Around mile 10 you enter into the cute downtown area of Fair Oaks.  It's super cute and a big spectator spot.  I kept looking and looking for my family.  I couldn't see them, and when we got through all the spectators I was afraid I missed them.  I turned to Ari and asked them if I had missed them.  He told me the bad news - they couldn't get there due to the traffic closures and would be at mile 19.  I.was.so.bummed.  And angry for a moment.  I really wanted to see them.  I needed to see them.  But I had to put it behind me and keep moving forward.  The hills just never stoped in here.  They just kept coming.  I wasn't getting tired just yet but kept drinking water from the aid stations and Ari constantly.  Sometimes because I was thirsty or needed to wash down a GU but also because I wanted to just stay on top of my hydration.  I was also getting really warm in here, and by mile 13 or so, I took off my shirt and went with my signature sport's bra look ;)
mile 11 - 7:47 (BIG climb in here)
mile 12 - 7:55
mile 13 - 7:50
mile 14 - 7:45

At the relay exchange at mile 13 I got to see Tara and Kristin!  I soooooo needed this!  They spotted me first and it felt sooooo good to see a familiar face.  I needed that boost.  I was starting to get down on myself.  I had hit the half in 1:42:xx, a bit off from where I wanted to be and this really bummed me out.  But seeing them reassured me I was right on track - my legs were feeling really good in here and I was holding them back just a bit.  To say that I had another 13 miles to go made me worried and I promised myself I could pull back a bit around 16 and gather myself and my plans.  It seemed my legs were fresh, but my head was another story.

# WHAT YOU ARE ASKED TO DO
Write out, word for word, the stretch of the race report above from "mile 12 - 7:55" through "was another story.".

# SUPPLIED INFORMATION
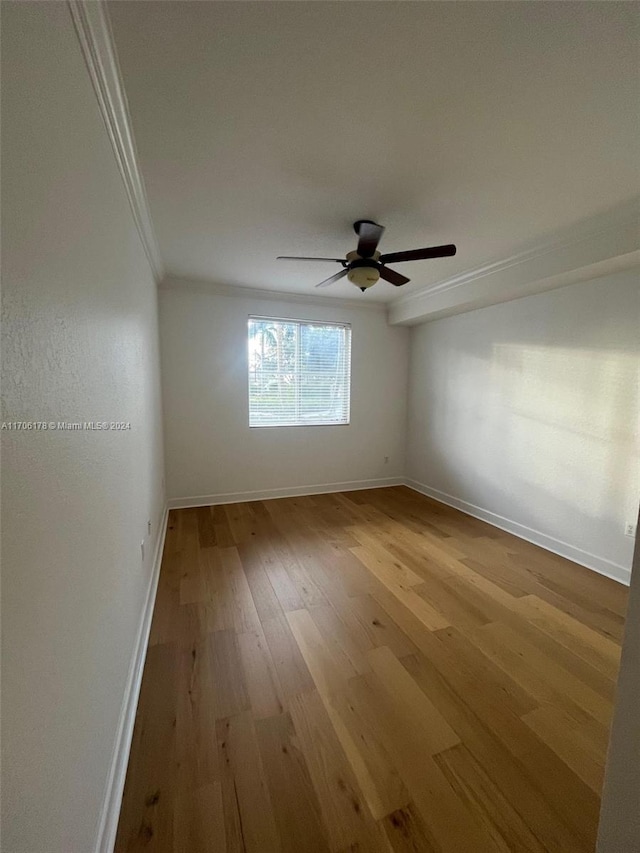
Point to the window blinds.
(299, 372)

# OUTPUT
mile 12 - 7:55
mile 13 - 7:50
mile 14 - 7:45

At the relay exchange at mile 13 I got to see Tara and Kristin!  I soooooo needed this!  They spotted me first and it felt sooooo good to see a familiar face.  I needed that boost.  I was starting to get down on myself.  I had hit the half in 1:42:xx, a bit off from where I wanted to be and this really bummed me out.  But seeing them reassured me I was right on track - my legs were feeling really good in here and I was holding them back just a bit.  To say that I had another 13 miles to go made me worried and I promised myself I could pull back a bit around 16 and gather myself and my plans.  It seemed my legs were fresh, but my head was another story.